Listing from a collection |
________________________

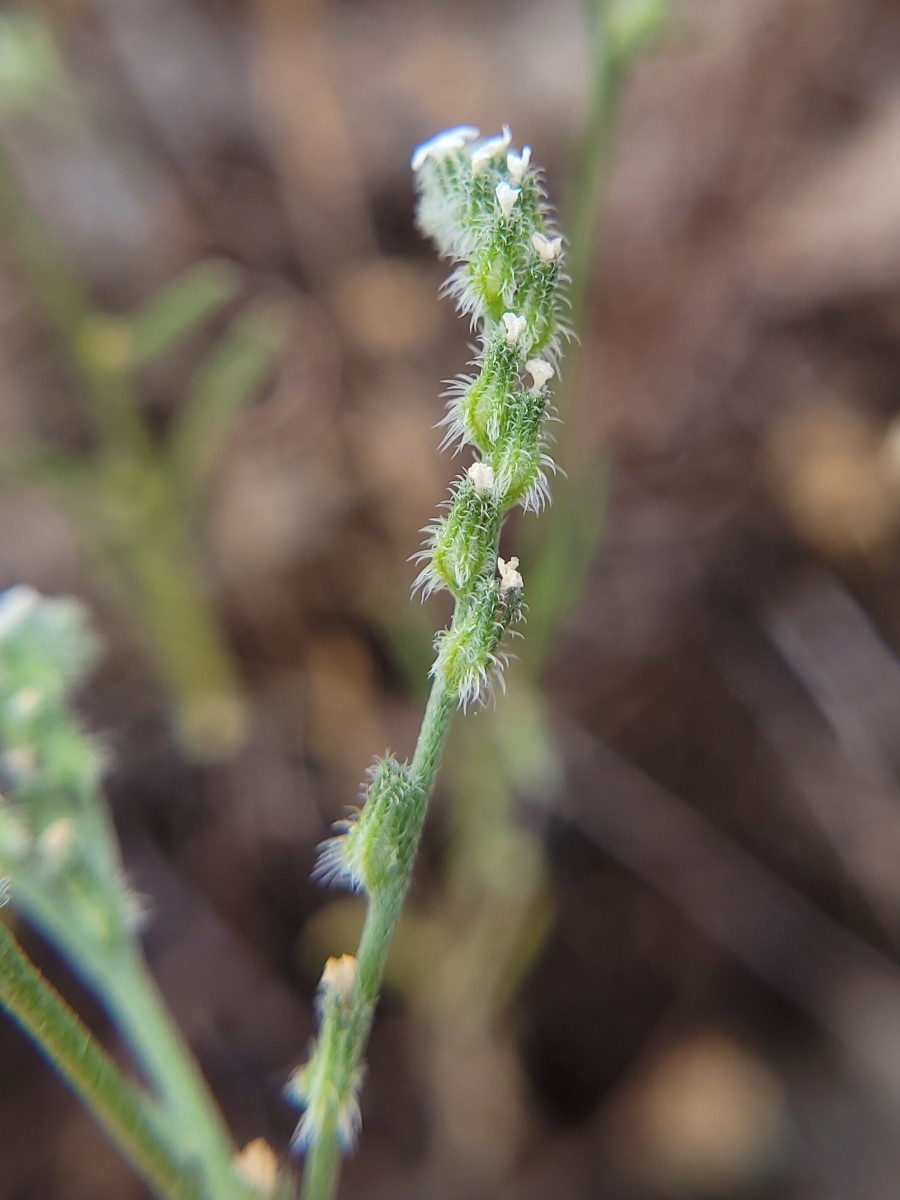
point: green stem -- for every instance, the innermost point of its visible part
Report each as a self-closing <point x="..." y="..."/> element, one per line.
<point x="186" y="1105"/>
<point x="593" y="159"/>
<point x="323" y="1163"/>
<point x="73" y="1050"/>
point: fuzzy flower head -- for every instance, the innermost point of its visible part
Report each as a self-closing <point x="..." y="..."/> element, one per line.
<point x="444" y="144"/>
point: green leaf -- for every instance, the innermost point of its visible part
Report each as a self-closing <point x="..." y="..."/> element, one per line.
<point x="223" y="387"/>
<point x="178" y="309"/>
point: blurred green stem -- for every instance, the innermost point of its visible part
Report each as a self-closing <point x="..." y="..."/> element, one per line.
<point x="135" y="505"/>
<point x="117" y="1104"/>
<point x="323" y="1162"/>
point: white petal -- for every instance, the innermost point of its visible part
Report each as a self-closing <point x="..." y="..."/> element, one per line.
<point x="507" y="197"/>
<point x="515" y="327"/>
<point x="481" y="475"/>
<point x="540" y="371"/>
<point x="486" y="151"/>
<point x="443" y="144"/>
<point x="517" y="163"/>
<point x="510" y="579"/>
<point x="549" y="249"/>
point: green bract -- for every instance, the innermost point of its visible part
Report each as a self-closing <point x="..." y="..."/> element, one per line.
<point x="483" y="204"/>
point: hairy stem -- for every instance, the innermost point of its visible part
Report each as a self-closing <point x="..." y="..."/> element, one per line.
<point x="323" y="1163"/>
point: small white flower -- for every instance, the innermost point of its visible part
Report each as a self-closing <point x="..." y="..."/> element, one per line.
<point x="489" y="150"/>
<point x="340" y="976"/>
<point x="481" y="475"/>
<point x="540" y="371"/>
<point x="515" y="327"/>
<point x="16" y="604"/>
<point x="510" y="579"/>
<point x="517" y="163"/>
<point x="507" y="197"/>
<point x="549" y="249"/>
<point x="443" y="144"/>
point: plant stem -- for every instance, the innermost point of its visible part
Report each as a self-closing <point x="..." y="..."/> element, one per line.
<point x="323" y="1163"/>
<point x="73" y="1050"/>
<point x="185" y="1104"/>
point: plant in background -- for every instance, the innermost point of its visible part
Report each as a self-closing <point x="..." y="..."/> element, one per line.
<point x="61" y="869"/>
<point x="137" y="497"/>
<point x="483" y="204"/>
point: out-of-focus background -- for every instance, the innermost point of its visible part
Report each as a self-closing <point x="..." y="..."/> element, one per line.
<point x="653" y="949"/>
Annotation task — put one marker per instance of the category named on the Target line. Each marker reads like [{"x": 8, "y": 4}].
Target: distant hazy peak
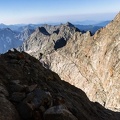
[
  {"x": 42, "y": 30},
  {"x": 69, "y": 24},
  {"x": 117, "y": 18}
]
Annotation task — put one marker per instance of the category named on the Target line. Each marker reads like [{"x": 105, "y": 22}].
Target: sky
[{"x": 53, "y": 11}]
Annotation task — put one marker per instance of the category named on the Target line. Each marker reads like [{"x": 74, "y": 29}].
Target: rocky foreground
[
  {"x": 28, "y": 91},
  {"x": 91, "y": 63}
]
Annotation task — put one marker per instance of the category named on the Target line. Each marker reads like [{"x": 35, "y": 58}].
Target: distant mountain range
[{"x": 12, "y": 36}]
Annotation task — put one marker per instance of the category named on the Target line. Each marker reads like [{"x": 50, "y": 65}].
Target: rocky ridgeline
[
  {"x": 28, "y": 91},
  {"x": 91, "y": 63}
]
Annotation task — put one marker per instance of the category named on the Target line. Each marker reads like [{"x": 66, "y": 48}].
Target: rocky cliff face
[
  {"x": 28, "y": 91},
  {"x": 88, "y": 62}
]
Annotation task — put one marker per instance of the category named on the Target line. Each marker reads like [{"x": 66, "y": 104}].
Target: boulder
[{"x": 58, "y": 113}]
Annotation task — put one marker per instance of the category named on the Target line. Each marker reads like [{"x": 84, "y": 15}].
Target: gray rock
[{"x": 58, "y": 113}]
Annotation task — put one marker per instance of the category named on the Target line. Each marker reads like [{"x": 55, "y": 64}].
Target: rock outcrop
[
  {"x": 91, "y": 63},
  {"x": 28, "y": 91}
]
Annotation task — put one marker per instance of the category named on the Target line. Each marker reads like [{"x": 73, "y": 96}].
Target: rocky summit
[
  {"x": 90, "y": 62},
  {"x": 28, "y": 91}
]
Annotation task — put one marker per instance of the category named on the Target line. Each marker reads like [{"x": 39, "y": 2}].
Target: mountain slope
[
  {"x": 29, "y": 91},
  {"x": 88, "y": 62}
]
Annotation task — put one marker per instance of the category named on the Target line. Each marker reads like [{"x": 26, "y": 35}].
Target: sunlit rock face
[{"x": 91, "y": 63}]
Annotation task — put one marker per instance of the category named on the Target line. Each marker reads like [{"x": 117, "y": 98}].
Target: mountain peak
[{"x": 69, "y": 24}]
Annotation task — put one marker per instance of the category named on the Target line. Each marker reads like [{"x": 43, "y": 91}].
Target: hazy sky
[{"x": 43, "y": 11}]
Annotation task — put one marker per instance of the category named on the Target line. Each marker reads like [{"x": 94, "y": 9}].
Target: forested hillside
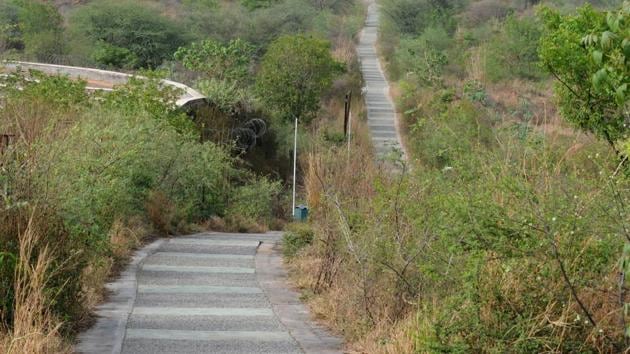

________________________

WORK REQUIRED | Pull out every line of the listing above that contains the string "rocky", treating uppercase and lowercase as different.

EXPECTED ANSWER |
Target: rocky foreground
Target: rocky ridgeline
Target: rocky cliff face
Target: rocky summit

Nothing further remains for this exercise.